### SELECTED TEXT
[Start of Attachment]

Although some of the many tasks set forth in the job description for a groundskeeper were only rarely, if ever, required, a federal district court did not err in finding that all of them were essential and the employer expected her to be able to perform each one as needed, concluded the Eleventh Circuit in an unpublished opinion. Due to the employee’s severe leg injury, she could not safely and consistently traverse uneven and wet surfaces or perform other essential functions, even with the use of an ATV and adaptive equipment. Consequently, she was not a “qualified individual” and summary judgment was affirmed against her ADA and Rehab Act claims.
Heavy-duty job. The employee was hired in April 2015 to work as a groundskeeper at West Park, a community recreational facility with four baseball fields, a soccer field, a football field, a nature trail, and a paved walking path. The job description, which is quoted in the lower court’s summary judgment opinion, set forth a very long list of manual and other functions, including landscaping, sweeping, picking up trash, cleaning pavilions, preparing athletic fields, installing irrigation systems, painting, plumbing, moving furniture, performing minor construction and repair to buildings, housekeeping, and operating power tools and various machinery including a tractor, mower, and chain saw. The job description also stated that the position entails “very heavy work demands.” A county commissioner testified that the county usually employs two groundskeepers at West Park.
Injured leg. In September 2013, the employee was badly injured in a motorcycle accident. Her right kneecap was crushed in eight places and she suffered a broken femur. She tried to return from FMLA leave on February 7, 2014, presenting a note from her physician stating she had no restrictions, but a county commissioner observed that she walked with a limp. The commissioner said she would have to be “cleared” by a county doctor. After evaluation by a physician and occupational therapist, it was concluded that she could not walk or stand more than one-third of the work day and that she had “balance problems on uneven surfaces.” After reviewing the job description, it was concluded that she was not medically qualified to be a groundskeeper. She was terminated.
All functions in job description were “essential.” Affirming summary judgment against the employee’s subsequent discrimination, failure-to-accommodate, and retaliation claims under the ADA and Rehab Act, the Eleventh Circuit rejected her argument that the lower court erred in finding that the essential functions of her job included all the duties in the job description.

[End of Attachment]

### DATA FOR ANALYSIS
[Start of Attachment]

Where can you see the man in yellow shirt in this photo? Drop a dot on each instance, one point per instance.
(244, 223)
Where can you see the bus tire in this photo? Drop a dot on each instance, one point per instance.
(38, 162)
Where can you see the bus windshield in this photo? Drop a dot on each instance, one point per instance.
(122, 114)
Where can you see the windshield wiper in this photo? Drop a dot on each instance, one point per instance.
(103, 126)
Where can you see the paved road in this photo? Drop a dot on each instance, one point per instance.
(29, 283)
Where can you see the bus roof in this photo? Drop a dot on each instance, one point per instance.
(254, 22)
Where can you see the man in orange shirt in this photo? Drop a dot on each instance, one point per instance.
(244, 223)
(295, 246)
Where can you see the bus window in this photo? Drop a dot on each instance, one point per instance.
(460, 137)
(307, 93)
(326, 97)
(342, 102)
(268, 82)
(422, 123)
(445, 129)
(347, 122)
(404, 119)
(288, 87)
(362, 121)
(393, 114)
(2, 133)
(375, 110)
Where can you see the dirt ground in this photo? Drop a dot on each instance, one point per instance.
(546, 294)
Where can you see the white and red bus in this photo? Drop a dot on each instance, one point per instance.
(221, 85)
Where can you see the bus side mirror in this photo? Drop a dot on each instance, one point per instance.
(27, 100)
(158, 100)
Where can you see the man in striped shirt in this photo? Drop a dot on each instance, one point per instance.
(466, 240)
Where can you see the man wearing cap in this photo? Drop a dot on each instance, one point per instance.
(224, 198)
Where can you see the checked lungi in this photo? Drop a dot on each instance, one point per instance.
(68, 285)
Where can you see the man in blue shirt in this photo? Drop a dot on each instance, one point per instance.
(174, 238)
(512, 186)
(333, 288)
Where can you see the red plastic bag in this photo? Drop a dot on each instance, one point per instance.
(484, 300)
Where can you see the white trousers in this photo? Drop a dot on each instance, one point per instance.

[End of Attachment]

### EXERCISE PROMPT
Continue the case summary on the injured groundskeeper's ADA and Rehab Act claims from its last sentence, carrying on with the Eleventh Circuit's reasoning.

### ANSWER TO THE EXERCISE
According to the employee, most of the tasks in the job description were either “marginal” or never performed by her, and her “essential functions” were mowing grass; maintaining ball fields; picking up trash with pinchers; cleaning restrooms; raking leaves out of drainage ditches; and picking up small tree limbs and branches.
But even deferring to her assertion that some of the functions in the job description were rarely performed, it was clear that the county expected the person holding the groundskeeper position to be capable of performing those tasks as needed, explained the appeals court. An employer’s judgment is among the factors considered by courts in determining whether a task is essential, and that judgment is given substantial weight. Furthermore, the employee failed to present any evidence contradicting the county’s expectations for the position beyond her own envisioning of what the job entailed. Thus, the district court did not err by finding that the “essential functions” included all those listed in the written job description.
Employee could not perform all essential functions. Likewise, the lower court did not err in finding that the employee was unable to perform the essential functions of the groundskeeper position with or without reasonable accommodation, even considering all the accommodations she suggested throughout the litigation. The essential functions required traversing uneven and wet surfaces, standing, and walking—none of which the employee could do safely and consistently, even with the use of an ATV and adaptive equipment.
Because the employee could not perform the essential functions of her position, she was not a “qualified individual” under the ADA. Summary judgment was therefore affirmed on her reasonable accommodation and “regarded as” claims. The retaliation claim also failed because the employer had already started termination proceedings before the employee engaged in protected activity by requesting accommodations.